▶ [Exercise input]:

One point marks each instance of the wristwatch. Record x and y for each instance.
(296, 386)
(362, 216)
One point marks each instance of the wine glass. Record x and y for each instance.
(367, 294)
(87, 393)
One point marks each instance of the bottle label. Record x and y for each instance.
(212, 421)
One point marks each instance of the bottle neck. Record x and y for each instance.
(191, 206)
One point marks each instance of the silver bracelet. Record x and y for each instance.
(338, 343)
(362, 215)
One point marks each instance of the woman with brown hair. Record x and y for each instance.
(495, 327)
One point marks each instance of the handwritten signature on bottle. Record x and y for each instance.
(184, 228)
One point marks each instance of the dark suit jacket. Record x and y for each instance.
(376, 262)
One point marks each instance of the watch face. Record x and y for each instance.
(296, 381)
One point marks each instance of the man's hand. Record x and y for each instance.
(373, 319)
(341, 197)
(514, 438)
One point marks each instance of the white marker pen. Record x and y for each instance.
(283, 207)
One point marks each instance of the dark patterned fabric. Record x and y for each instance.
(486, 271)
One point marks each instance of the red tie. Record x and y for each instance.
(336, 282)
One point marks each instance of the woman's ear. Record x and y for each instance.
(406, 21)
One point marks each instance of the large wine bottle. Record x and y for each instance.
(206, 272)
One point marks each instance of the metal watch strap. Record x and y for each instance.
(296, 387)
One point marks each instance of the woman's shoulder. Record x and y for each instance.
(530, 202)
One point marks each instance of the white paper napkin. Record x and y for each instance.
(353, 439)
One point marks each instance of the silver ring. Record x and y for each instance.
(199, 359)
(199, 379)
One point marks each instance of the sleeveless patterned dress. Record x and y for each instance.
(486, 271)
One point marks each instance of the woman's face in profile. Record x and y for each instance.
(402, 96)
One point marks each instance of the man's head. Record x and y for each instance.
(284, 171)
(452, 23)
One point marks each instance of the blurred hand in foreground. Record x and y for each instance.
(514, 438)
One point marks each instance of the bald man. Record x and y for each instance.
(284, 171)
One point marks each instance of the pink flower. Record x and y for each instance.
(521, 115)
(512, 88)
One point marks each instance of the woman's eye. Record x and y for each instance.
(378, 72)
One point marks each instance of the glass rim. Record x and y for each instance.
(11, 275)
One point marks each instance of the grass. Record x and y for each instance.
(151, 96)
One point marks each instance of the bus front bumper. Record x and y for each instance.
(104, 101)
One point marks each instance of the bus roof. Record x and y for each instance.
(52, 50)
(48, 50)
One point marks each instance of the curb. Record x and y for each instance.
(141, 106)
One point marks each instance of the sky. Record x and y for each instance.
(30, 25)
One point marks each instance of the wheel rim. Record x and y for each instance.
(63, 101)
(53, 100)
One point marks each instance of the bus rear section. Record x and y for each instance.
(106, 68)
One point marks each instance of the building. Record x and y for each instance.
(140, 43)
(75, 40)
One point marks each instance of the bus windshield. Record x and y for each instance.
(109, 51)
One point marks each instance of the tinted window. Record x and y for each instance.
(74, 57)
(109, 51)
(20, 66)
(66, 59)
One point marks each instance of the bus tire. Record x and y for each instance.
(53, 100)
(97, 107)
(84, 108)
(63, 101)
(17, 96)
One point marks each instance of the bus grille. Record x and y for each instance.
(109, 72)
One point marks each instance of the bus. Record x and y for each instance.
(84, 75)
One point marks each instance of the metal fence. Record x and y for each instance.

▶ [Task]:
Rewrite every line of the items above as a JSON list of strings, one string per line, leaving out any blank lines.

▶ [Response below]:
[
  "One point marks each instance of the wristwatch. Record x and y for each instance.",
  "(296, 386)",
  "(362, 216)",
  "One point marks each instance of the wine glass. Record x and y for each instance.",
  "(367, 294)",
  "(87, 393)",
  "One point marks each instance of the bottle label. Record x and y for each instance.",
  "(212, 421)",
  "One point marks each instance of the bottle neck. Record x and y for each instance.",
  "(191, 206)",
  "One point marks each instance of the silver bracelet. Record x and y for each instance.",
  "(338, 343)",
  "(362, 215)",
  "One point marks each instance of the woman with brown hair. Record x and y for each instance.",
  "(495, 327)",
  "One point marks each instance of the handwritten signature on bottle. Record x and y for each instance.",
  "(184, 228)",
  "One point marks each instance of the dark suit jacket. Record x and y for each instance.",
  "(376, 262)",
  "One point marks each instance of the watch face. Record x and y for each instance.",
  "(296, 381)",
  "One point marks each instance of the man's hand. Record x and y for each instance.",
  "(373, 319)",
  "(341, 197)",
  "(514, 438)",
  "One point marks each instance of the white marker pen. Record x and y for each instance.",
  "(283, 207)",
  "One point marks each instance of the dark patterned fabric. Record x and y for each instance.",
  "(486, 271)",
  "One point marks each instance of the red tie. Record x and y for each instance.",
  "(336, 282)",
  "One point marks each instance of the woman's ear. Record x and y for each instance.",
  "(406, 21)",
  "One point marks each instance of the large wine bottle. Record x and y for each instance.",
  "(206, 272)",
  "One point marks each instance of the metal watch strap. Record x and y for each instance.",
  "(296, 387)",
  "One point marks each instance of the woman's shoulder. Record x and y for each instance.",
  "(530, 202)",
  "One point marks each instance of the white paper napkin. Record x and y for each instance.",
  "(353, 439)",
  "One point marks each instance of the silver ring. Record x and y for each instance.",
  "(199, 359)",
  "(199, 379)",
  "One point marks each instance of the sleeveless patterned dress. Record x and y for each instance.",
  "(486, 271)",
  "One point marks each instance of the woman's face in profile. Record x and y for each instance.",
  "(402, 96)",
  "One point marks each instance of the man's head. Record x and y for each instance.",
  "(284, 171)",
  "(452, 23)",
  "One point marks each instance of the blurred hand in foreground. Record x and y for each instance.",
  "(514, 438)",
  "One point marks each instance of the bald man. Record x and y for each instance.",
  "(284, 171)",
  "One point marks each instance of the pink flower. Record x and y for each instance.",
  "(521, 115)",
  "(512, 88)",
  "One point marks each instance of the woman's eye. Record x and y for each instance.",
  "(378, 72)",
  "One point marks each instance of the glass rim. Record x and y for each instance.",
  "(11, 275)",
  "One point marks each instance of the grass. Record x and y for each instance.",
  "(151, 96)",
  "One point marks each instance of the bus front bumper. Record x and y for each instance.",
  "(104, 101)",
  "One point marks each instance of the bus roof. Record x and y for each instance.",
  "(52, 50)",
  "(48, 50)",
  "One point marks each instance of the curb. Record x and y for each instance.",
  "(141, 106)",
  "One point marks each instance of the sky. Record x and y for each instance.",
  "(30, 25)",
  "One point marks each instance of the wheel rim. Record x and y for each instance.",
  "(63, 101)",
  "(53, 100)",
  "One point marks each instance of the bus rear section. Record x and y for each instance.",
  "(106, 68)",
  "One point marks each instance of the building. Record x and y for each instance.",
  "(140, 43)",
  "(75, 40)",
  "One point marks each instance of the bus windshield. Record x and y for each instance.",
  "(109, 51)",
  "One point marks each instance of the tinted window. Record x and y for each instance.",
  "(74, 57)",
  "(109, 51)",
  "(20, 66)",
  "(66, 59)",
  "One point marks each instance of the bus tire. Record x and y for each instance.",
  "(53, 100)",
  "(97, 107)",
  "(84, 108)",
  "(63, 101)",
  "(17, 96)",
  "One point marks each instance of the bus grille. Record x and y for each instance.",
  "(109, 72)",
  "One point marks each instance of the bus. Record x and y for each instance.",
  "(84, 75)",
  "One point marks each instance of the metal fence. Record x and y for each instance."
]